- _Task brief_
The records that follow are to be reproduced verbatim.

[[ Given data open ]]

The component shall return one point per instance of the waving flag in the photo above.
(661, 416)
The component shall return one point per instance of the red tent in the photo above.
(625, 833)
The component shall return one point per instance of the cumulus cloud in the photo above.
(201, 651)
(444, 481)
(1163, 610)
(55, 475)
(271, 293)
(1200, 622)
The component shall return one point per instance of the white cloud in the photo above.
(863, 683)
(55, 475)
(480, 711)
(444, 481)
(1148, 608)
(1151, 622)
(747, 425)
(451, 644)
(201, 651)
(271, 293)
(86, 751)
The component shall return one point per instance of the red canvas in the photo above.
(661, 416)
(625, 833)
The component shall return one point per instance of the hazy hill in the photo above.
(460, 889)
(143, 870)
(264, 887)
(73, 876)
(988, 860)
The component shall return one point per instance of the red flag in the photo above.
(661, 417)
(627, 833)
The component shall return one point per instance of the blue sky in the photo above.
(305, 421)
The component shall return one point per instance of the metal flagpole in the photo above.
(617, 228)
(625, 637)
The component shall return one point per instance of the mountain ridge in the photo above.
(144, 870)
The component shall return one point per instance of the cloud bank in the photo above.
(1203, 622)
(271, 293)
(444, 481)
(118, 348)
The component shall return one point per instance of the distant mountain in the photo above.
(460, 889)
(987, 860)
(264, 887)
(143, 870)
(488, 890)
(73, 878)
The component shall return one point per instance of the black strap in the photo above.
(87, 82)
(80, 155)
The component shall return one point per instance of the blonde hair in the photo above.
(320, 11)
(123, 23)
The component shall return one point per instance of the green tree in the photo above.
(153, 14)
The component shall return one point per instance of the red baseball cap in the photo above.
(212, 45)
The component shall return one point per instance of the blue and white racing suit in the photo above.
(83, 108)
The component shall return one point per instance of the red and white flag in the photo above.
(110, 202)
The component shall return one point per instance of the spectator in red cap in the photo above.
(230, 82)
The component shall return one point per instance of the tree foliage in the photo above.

[[ Given data closed ]]

- _Reply_
The component shall return one point per instance of the waving flag in the photo above.
(661, 416)
The component shall return one point per instance of the red tent in the photo above.
(625, 833)
The component shall return one point per instance of the cumulus cloud in the photo above.
(201, 651)
(444, 481)
(1163, 610)
(55, 475)
(271, 293)
(1200, 622)
The component shall return one point per instance of the white cloud in the photo above.
(863, 683)
(55, 475)
(480, 711)
(444, 481)
(1148, 608)
(1151, 622)
(747, 425)
(451, 644)
(201, 651)
(271, 293)
(86, 751)
The component shall return one point per instance of the red canvas in the photo above.
(661, 416)
(625, 833)
The component shall return one point per instance of the hazy hill in the photo above.
(460, 889)
(143, 870)
(264, 887)
(73, 876)
(988, 860)
The component shall return one point per instance of the red flag in the photo above.
(661, 417)
(627, 833)
The component shall return one point per instance of the blue sky in the photo above.
(305, 421)
The component shall return one point per instance of the metal flagpole in the photo above.
(617, 228)
(625, 637)
The component shall return one point per instance of the mountain ridge in the photo above.
(144, 870)
The component shall return one point per instance of the cloud bank in the photo above.
(1203, 622)
(271, 293)
(444, 481)
(118, 348)
The component shall return one point per instance of the distant mountain in the photo above.
(460, 889)
(987, 860)
(264, 887)
(143, 870)
(488, 890)
(73, 878)
The component shall return one point per instance of the black strap in the photo above.
(87, 82)
(80, 155)
The component shall return one point per instance of the blonde hair in the photo above.
(320, 11)
(123, 23)
The component shall return one point per instance of the green tree in the photo above.
(153, 14)
The component shall return one point per instance of the red baseball cap in the photo above.
(212, 45)
The component shall return one point per instance of the blue and white racing suit in the photo above.
(83, 108)
The component shall return one point per instance of the red and white flag in the photo above.
(110, 202)
The component shall return one point per instance of the spectator in red cap in the photo above.
(230, 82)
The component shall return one point per instance of the tree foliage in the photo above.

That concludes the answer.